Enrique [Enríc] Granados y Campiña (Lérida [Lleida], 1867 – English Channel, 1916) was a largely self-taught composer, although he briefly took private lessons in Barcelona and collaborated with the influential musicologist Felipe Pedrell. Towards the end of his life, Granados’ opera Goyescas took him to New York’s Metropolitan Opera, where he baffled the audience by declaring that they ‘knew nothing of real Spanish music’. Although the opera was not a great success, President Wilson invited Granados to the White House, causing the composer to miss his return ship to Europe, which proved fatal. He took a later ship to England, and then boarded a ship for Dieppe, France, in Folkestone, which was hit by a torpedo. Granados was picked up by a life raft and rescued, but he jumped into the sea to help his wife and they both drowned.

Granados wrote about 140 works based on the European musical tradition, with occasional, but regular references to national and local musical elements. He composed mostly for piano, and later also wrote chamber and orchestral music and many vocal pieces. His most important vocal cycles are the ones presented this evening: Tonadillas and Amatorias.
************
Challenges:
1. In the text about Enrique Granados, in which town did he board the ship for Dieppe?
2. Please echo the text about Enrique Granados, everything from "Enrique [Enríc] Granados" down to "they both drowned.".
3. Carry on the text about Enrique Granados from the point where it stops.

(A block of data)
************
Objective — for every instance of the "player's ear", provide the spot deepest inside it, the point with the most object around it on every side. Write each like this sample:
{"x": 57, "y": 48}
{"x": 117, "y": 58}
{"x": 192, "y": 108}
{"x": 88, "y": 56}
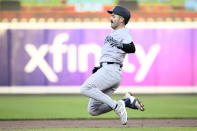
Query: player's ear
{"x": 121, "y": 19}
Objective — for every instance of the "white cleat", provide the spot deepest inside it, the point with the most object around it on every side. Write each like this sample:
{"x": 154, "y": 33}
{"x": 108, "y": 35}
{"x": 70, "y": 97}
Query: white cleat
{"x": 121, "y": 112}
{"x": 134, "y": 101}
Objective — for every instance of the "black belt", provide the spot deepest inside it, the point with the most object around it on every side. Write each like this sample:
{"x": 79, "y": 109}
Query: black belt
{"x": 111, "y": 63}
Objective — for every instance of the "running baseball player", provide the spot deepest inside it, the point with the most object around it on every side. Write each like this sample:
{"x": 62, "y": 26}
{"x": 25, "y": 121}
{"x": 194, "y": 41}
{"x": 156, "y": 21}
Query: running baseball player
{"x": 106, "y": 78}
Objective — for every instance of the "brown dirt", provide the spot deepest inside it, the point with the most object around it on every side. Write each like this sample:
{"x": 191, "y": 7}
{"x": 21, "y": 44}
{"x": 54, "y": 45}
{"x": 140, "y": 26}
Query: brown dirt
{"x": 115, "y": 123}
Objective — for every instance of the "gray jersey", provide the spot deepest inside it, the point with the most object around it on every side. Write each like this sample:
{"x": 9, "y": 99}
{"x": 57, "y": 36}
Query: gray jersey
{"x": 113, "y": 54}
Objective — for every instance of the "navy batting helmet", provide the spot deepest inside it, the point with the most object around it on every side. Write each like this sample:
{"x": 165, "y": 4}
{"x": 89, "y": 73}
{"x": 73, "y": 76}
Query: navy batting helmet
{"x": 122, "y": 11}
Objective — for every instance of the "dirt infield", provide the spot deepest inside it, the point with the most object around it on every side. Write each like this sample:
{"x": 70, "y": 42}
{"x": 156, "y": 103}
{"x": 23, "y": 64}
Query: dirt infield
{"x": 32, "y": 124}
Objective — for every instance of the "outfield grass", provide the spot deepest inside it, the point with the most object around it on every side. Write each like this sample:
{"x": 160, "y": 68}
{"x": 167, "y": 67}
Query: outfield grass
{"x": 114, "y": 129}
{"x": 75, "y": 107}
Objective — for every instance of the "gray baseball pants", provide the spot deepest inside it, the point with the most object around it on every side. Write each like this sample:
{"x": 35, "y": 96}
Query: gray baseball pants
{"x": 100, "y": 86}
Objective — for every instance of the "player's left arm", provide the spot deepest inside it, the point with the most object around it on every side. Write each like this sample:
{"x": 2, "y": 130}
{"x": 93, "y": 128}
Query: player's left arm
{"x": 128, "y": 48}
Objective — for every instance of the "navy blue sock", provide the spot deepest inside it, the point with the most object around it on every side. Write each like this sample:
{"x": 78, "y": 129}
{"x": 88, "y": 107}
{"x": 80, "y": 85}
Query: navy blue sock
{"x": 127, "y": 102}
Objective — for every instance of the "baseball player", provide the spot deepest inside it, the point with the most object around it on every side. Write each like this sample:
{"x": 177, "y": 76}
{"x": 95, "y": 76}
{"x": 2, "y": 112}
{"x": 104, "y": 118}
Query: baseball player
{"x": 106, "y": 78}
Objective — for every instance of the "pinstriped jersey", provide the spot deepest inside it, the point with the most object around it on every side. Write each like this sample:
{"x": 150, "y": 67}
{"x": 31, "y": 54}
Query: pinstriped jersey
{"x": 112, "y": 53}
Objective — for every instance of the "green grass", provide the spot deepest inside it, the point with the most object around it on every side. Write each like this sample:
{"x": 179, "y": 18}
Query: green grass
{"x": 75, "y": 107}
{"x": 114, "y": 129}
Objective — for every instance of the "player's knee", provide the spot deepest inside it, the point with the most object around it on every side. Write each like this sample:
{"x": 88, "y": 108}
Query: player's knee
{"x": 83, "y": 89}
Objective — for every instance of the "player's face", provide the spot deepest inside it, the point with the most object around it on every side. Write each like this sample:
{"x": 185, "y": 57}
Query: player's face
{"x": 115, "y": 21}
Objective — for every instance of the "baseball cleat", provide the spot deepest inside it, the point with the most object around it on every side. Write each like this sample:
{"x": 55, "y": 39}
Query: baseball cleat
{"x": 121, "y": 112}
{"x": 134, "y": 102}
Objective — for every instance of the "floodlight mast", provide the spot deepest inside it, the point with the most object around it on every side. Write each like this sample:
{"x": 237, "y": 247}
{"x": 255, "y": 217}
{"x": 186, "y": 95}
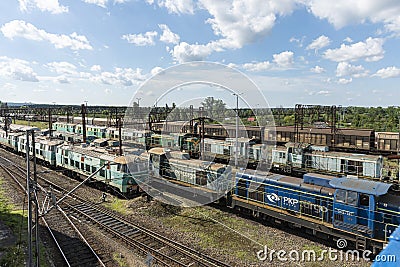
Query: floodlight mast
************
Answers in order:
1. Folkestone.

2.
Enrique [Enríc] Granados y Campiña (Lérida [Lleida], 1867 – English Channel, 1916) was a largely self-taught composer, although he briefly took private lessons in Barcelona and collaborated with the influential musicologist Felipe Pedrell. Towards the end of his life, Granados’ opera Goyescas took him to New York’s Metropolitan Opera, where he baffled the audience by declaring that they ‘knew nothing of real Spanish music’. Although the opera was not a great success, President Wilson invited Granados to the White House, causing the composer to miss his return ship to Europe, which proved fatal. He took a later ship to England, and then boarded a ship for Dieppe, France, in Folkestone, which was hit by a torpedo. Granados was picked up by a life raft and rescued, but he jumped into the sea to help his wife and they both drowned.

3.
He completed Twelve tonadillas in the old style in 1914, to verses by Fernando Periquet. In 1915, he published Canciones Amatorias, which included seven songs to verses by 16th and 17th century poets, about love, courtship, and relationships. He premiered them himself on the piano, with soprano Conxita Badia. The lyrics of Descúbrase el pensamiento – ‘Let the thought of my secret love be revealed’ – are attributed to the poet Comendador de Ávila, or, probably, the Portuguese António José de Ávila, and deal with hidden thoughts and feelings. The music follows the poem’s introspective and intimate character, and only at the end does the vocal part break away and allow thoughts to explode and develop into coloratura.

El majo olvidado translates as Forgotten majo, or young man: majo is a Spanish archetype, the figure of a spirited charmer, proud and special, and it can also mean ‘one’s beloved’. The singer addresses him, the man who once swept everyone off their feet with his charm, and today he is forgotten. In this expressive song, dedicated to the baritone Emilio da Gogorza, the musical development is gradual. In La maja dolorosa 1 (The Sorrowful Maja), a young woman, maja, addresses ‘cruel death’ that took her beloved: ‘my spirit is dissolved in tears (…) because it is death to live this way’. The vocal part of this lamentation alternates between expressive big leaps and chromatic creeping. Gracia mía, My graceful, composed to a text by an unknown author, brings a livelier rhythm and a more fluid and developed vocal part. In the original, the piano ‘imitated’ the guitar, and now the song will be performed by a guitar trio.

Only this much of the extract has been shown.